## Material supplied
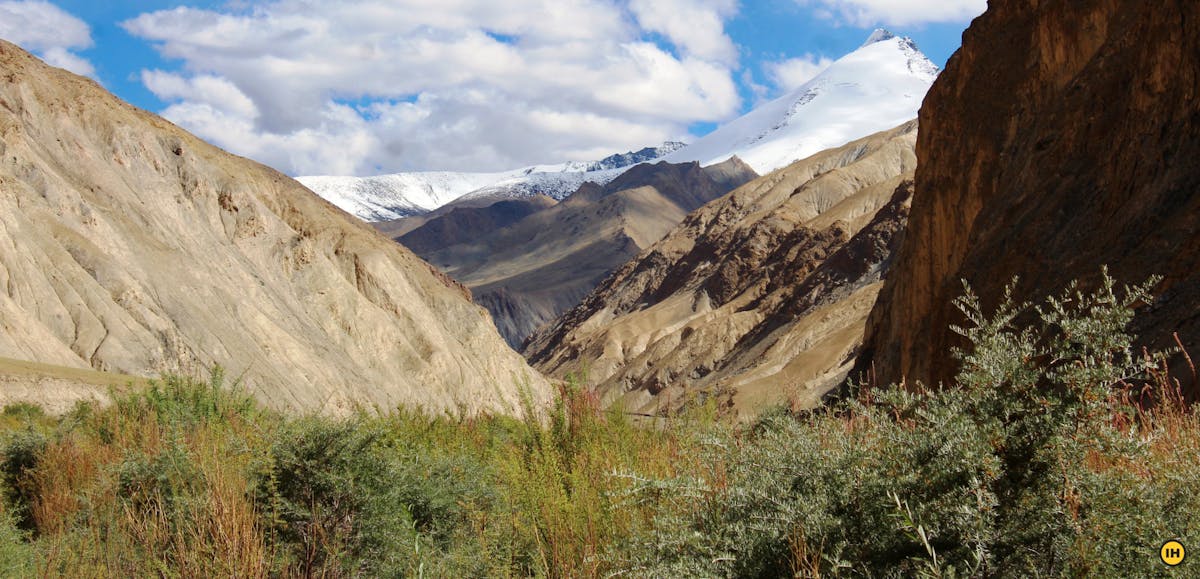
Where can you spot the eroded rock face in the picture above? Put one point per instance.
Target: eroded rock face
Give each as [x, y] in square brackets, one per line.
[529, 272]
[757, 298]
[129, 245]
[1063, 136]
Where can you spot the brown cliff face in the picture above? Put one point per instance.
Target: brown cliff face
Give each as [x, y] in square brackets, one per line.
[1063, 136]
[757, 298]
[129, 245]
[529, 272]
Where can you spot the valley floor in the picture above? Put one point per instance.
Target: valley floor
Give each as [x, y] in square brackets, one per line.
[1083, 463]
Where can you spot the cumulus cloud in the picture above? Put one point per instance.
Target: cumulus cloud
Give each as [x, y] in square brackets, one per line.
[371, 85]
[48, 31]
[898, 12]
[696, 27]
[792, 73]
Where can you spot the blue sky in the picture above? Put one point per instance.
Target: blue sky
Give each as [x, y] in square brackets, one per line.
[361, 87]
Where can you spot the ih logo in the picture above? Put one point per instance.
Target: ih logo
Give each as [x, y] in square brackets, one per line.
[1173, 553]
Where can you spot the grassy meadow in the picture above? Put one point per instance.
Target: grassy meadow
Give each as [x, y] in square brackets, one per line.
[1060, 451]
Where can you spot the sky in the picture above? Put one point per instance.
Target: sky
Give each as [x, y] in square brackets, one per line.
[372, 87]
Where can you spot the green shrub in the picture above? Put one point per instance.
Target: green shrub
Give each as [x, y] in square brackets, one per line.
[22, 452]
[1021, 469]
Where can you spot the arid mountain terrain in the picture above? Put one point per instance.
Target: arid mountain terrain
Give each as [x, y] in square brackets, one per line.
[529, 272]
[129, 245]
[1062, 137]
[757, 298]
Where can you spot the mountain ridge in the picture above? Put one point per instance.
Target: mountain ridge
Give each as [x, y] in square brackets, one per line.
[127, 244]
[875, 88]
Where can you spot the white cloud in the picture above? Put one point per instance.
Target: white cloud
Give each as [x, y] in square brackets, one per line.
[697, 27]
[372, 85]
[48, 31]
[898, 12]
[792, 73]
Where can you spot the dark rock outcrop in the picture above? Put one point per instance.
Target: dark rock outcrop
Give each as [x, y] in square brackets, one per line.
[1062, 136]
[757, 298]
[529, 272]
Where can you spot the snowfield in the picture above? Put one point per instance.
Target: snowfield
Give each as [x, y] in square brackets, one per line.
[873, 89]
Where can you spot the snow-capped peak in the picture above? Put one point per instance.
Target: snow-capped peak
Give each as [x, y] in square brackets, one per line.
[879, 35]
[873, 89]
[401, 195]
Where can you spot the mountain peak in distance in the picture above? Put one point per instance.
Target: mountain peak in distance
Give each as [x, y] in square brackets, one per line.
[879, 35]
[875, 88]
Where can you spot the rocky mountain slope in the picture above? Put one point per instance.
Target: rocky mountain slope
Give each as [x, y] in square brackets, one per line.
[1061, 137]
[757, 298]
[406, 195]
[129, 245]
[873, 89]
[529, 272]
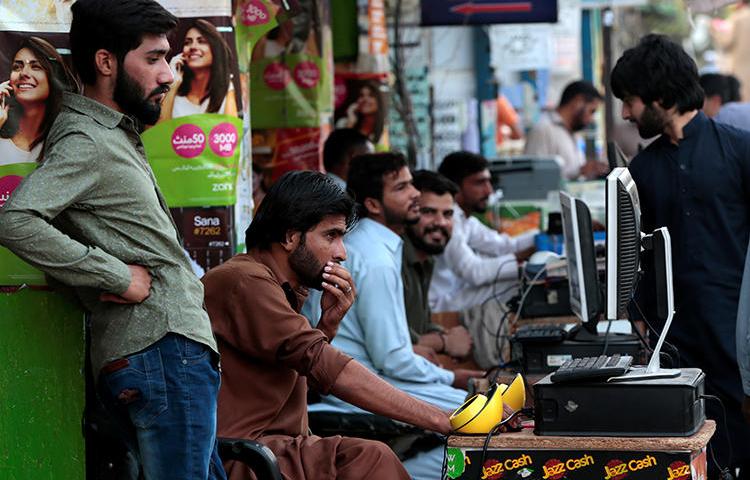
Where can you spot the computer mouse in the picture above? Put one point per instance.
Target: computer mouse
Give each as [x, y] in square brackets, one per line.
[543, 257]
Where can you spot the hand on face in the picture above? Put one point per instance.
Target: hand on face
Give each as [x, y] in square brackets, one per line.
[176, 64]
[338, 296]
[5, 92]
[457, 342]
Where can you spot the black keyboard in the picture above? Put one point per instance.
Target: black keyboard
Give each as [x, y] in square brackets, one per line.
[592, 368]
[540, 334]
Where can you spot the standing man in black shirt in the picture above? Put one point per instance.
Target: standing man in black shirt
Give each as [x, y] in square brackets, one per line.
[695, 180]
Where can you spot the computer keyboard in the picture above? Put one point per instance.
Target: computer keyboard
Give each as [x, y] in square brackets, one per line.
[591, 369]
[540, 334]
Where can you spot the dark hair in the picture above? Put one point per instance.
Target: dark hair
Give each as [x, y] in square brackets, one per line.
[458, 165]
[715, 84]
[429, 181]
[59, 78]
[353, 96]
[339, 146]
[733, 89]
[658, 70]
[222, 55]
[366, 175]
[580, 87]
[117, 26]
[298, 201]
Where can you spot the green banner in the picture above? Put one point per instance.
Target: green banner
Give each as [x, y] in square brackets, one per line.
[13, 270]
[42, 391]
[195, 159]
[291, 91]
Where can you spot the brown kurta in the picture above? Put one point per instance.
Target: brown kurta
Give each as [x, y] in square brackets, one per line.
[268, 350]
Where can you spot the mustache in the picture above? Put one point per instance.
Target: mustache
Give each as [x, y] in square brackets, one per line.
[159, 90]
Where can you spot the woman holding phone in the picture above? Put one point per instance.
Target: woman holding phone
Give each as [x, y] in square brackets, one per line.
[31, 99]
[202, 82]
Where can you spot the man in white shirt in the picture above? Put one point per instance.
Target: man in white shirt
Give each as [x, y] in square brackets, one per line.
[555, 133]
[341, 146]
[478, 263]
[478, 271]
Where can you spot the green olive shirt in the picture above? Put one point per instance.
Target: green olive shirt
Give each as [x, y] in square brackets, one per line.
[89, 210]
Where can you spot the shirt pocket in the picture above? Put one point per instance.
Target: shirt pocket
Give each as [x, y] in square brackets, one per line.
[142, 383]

## Problem requirements
Your task is to repeat the material above exactly, without its pictures.

## Solution for this exercise
Where can you spot the eroded rock face in the picture above? Put one point per instance.
Target: eroded rock face
Give each as [x, y] in square brackets, one per line.
[529, 272]
[757, 298]
[129, 245]
[1063, 136]
Where can you spot the brown cliff face in the picture above? Put one point per instance.
Target: brown cliff face
Give each as [x, y] in square brackets, one per line.
[1063, 136]
[757, 298]
[129, 245]
[529, 272]
Where can you spot the valley floor in the picture above? Put one point per instance.
Target: valley floor
Give each as [x, y] in square brackets, one per line.
[1083, 463]
Where can you spot the cumulus cloud in the picture above? Put one point per instance.
Target: cumulus cloud
Give each as [x, y] in square brackets, one per line.
[371, 85]
[48, 31]
[898, 12]
[696, 27]
[792, 73]
Where can you spot the blue sky in the picture above? Put one point per instance.
Target: blue sky
Give each as [x, y] in square brackets, one per line.
[361, 87]
Where can you spot the ih logo in the picture above? Put one point per instance.
Target: ih logo
Give each as [x, y] in square brackets, one per line.
[1173, 553]
Where can you spot the grassy meadow in the picture above? Put one point per instance.
Target: grassy meadow
Give each as [x, y] in square brackets, one per line.
[1060, 451]
Where can you spot the sky in the picture above? Put one point per instance.
Target: sky
Give each as [x, y] in square brackets, one per line.
[372, 87]
Where can you spot the green shrub in the picture above? Put one point per instance.
Target: green shrub
Give each as [x, y] in square brackets, one per line.
[22, 452]
[1021, 469]
Where can you spot the arid mountain terrain in the picture above? Put one point per instance.
Target: arid mountain terrain
Give each as [x, y] in square brackets, one per line.
[529, 272]
[129, 245]
[1062, 137]
[757, 298]
Where can you spot the mountain ridge in the picture above? Put one point per instance.
Target: mountain ridge
Give each as [x, y] in square brackets, one per line.
[127, 244]
[875, 88]
Where can you spot the white cloud in the picture above? Put one point per instance.
Target: white cloud
Give each as [x, y] in square brackets, one per line.
[697, 27]
[372, 85]
[48, 31]
[898, 12]
[792, 73]
Where can you spot the dark rock outcrop in the picture above? Put one point per instance.
Target: dark rock outcrop
Give each as [x, y] in square brackets, one per line.
[1062, 136]
[757, 298]
[529, 272]
Where can you spot the snowfield in the picture above? Put one point per instance.
Target: snowfield
Give each as [x, y] in square brackets, one per line.
[873, 89]
Where can you spot the snow-capped peak in the picture above? Put one point per instance.
Target: snow-capped peak
Give each as [x, y] in square brackets, one per line.
[879, 35]
[873, 89]
[401, 195]
Where can you spot the mountain peak in distance in the picture above? Put one point per instance.
Target: mountain peak in distance
Give each as [x, y] in square brackets, one per line.
[879, 35]
[875, 88]
Where can you spot the rocky mountain slope in the picture above? Put one point per instance.
Target: rocky mountain slope
Give each as [x, y] in square brackets, one per line.
[1061, 137]
[757, 298]
[406, 195]
[129, 245]
[873, 89]
[529, 272]
Where can you spot the computer mouse in the picture above? Put one point per instance.
Target: computer mouse
Give each as [x, y] in square brackets, one per line.
[543, 257]
Where can you spot the hand on face in the picture above? Put one point per instance.
Target: hand on face
Give each as [x, y] in square brackets, one per line.
[176, 64]
[338, 296]
[5, 92]
[457, 342]
Where can you spot the black keyboard in the picture above? Put one point per instance.
Target: black keyboard
Give each as [x, y] in square brackets, one per line.
[592, 368]
[540, 334]
Where can you spot the standing man in black shirt in the picture above? Put one point per instance.
Target: standing man in black shirt
Give each as [x, y] in square brackets, one per line.
[695, 180]
Where can you spot the computer keyboard in the picture above? Put one point per instance.
Target: computer keyboard
Give each as [x, y] in square brackets, one per line.
[591, 369]
[540, 334]
Where can you spot the dark hair in the picture above? Put one point per instance.
Target: dark hair
Give each as [x, y] in square brackets, one per line.
[458, 165]
[715, 84]
[429, 181]
[59, 78]
[353, 96]
[339, 146]
[733, 89]
[658, 70]
[222, 55]
[366, 175]
[580, 87]
[117, 26]
[298, 201]
Where can you spot the green banner in the picture above? Put one point per instance.
Target: green banner
Give each as [x, y] in square brackets, one per line.
[13, 270]
[42, 391]
[195, 159]
[291, 91]
Where can you spot the brown kurta in the picture above? Put one point per instance.
Target: brown kurta
Give each as [x, y] in square brackets, one per line.
[268, 350]
Where can you spot the mustache in the picture above? Put one point per instance.
Target: mustache
Give each as [x, y] in square brackets, one per line.
[159, 90]
Where can you spot the woman holding phone in the picture above? Put one point per instance.
Target: woman holding phone
Give each as [x, y] in square brackets, one per line.
[31, 99]
[202, 82]
Where can you spot the man in white shirt in the picture above? Put one point per instance.
Target: man in white shirt
Give each as [x, y] in square brackets, one per line.
[555, 133]
[341, 146]
[478, 263]
[478, 271]
Where can you spot the green olive shirt in the picture above? Put one point per instance.
Target: green olive shirt
Give each as [x, y] in square brackets, one per line.
[89, 210]
Where can you spot the shirt pocket in the picture above? Put one point per instance.
Target: shirt pocket
Give each as [x, y] in square brackets, one per line.
[142, 383]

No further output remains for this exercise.